### Task directions
Go through the listing and copy each line with the string "patch".
::: Records provided :::
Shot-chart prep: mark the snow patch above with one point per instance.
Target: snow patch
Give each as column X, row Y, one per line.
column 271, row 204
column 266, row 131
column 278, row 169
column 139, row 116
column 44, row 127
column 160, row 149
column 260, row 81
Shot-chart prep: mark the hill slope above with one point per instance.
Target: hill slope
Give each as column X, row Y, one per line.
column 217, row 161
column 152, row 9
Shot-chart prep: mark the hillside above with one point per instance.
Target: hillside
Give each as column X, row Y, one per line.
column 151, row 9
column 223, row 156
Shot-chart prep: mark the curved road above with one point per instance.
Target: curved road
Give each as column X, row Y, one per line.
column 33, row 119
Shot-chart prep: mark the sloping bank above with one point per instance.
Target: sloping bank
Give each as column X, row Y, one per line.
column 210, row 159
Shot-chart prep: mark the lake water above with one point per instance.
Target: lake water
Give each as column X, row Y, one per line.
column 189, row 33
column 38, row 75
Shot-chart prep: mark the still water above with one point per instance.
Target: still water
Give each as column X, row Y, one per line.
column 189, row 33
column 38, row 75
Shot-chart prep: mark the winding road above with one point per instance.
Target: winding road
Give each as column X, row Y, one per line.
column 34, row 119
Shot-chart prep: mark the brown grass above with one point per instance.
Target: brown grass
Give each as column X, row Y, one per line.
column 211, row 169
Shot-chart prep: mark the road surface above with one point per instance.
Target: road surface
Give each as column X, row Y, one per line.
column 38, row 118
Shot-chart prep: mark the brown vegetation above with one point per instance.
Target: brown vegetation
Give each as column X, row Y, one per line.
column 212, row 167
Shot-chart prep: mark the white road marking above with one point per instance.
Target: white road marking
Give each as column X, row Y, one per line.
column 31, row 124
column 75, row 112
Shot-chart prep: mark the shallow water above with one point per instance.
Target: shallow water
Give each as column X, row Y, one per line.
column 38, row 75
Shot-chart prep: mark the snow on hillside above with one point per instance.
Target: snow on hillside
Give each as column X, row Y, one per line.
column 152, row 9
:::
::: Records provided :::
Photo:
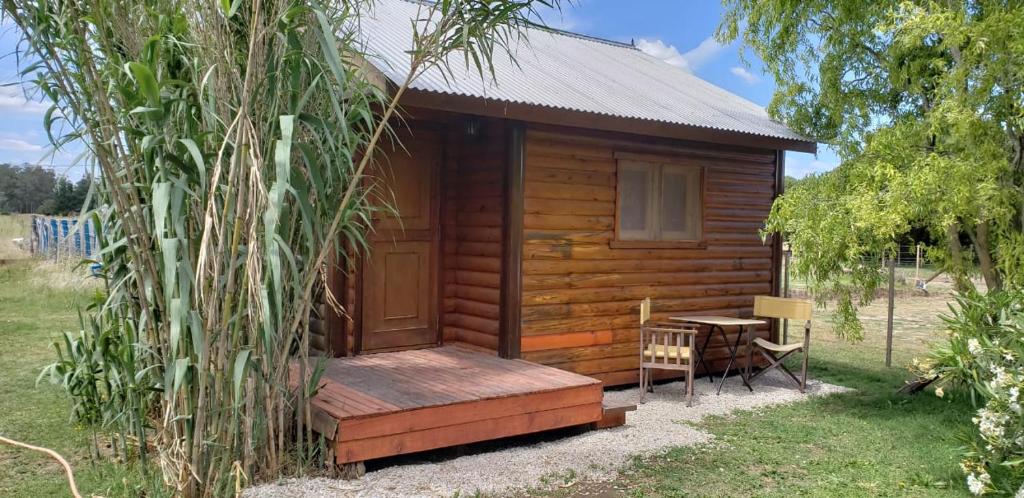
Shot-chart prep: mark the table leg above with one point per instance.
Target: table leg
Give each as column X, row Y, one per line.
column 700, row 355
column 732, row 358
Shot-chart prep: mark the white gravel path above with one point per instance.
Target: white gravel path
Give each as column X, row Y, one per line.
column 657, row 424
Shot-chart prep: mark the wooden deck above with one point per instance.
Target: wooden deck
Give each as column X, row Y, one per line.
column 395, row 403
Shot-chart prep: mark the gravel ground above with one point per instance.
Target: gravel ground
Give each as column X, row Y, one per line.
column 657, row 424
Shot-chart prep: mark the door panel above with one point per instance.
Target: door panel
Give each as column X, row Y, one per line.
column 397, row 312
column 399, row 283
:::
::: Records provided :::
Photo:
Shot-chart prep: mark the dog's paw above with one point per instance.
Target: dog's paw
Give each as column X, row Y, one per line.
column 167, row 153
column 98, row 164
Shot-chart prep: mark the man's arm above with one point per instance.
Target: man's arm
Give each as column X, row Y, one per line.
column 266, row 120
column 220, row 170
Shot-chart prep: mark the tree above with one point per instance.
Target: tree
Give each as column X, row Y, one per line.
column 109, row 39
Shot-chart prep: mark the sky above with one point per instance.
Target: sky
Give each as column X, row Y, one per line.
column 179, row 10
:::
### Output for this task
Shot-chart prep: mark the snow patch above with one point per instance.
Target: snow patch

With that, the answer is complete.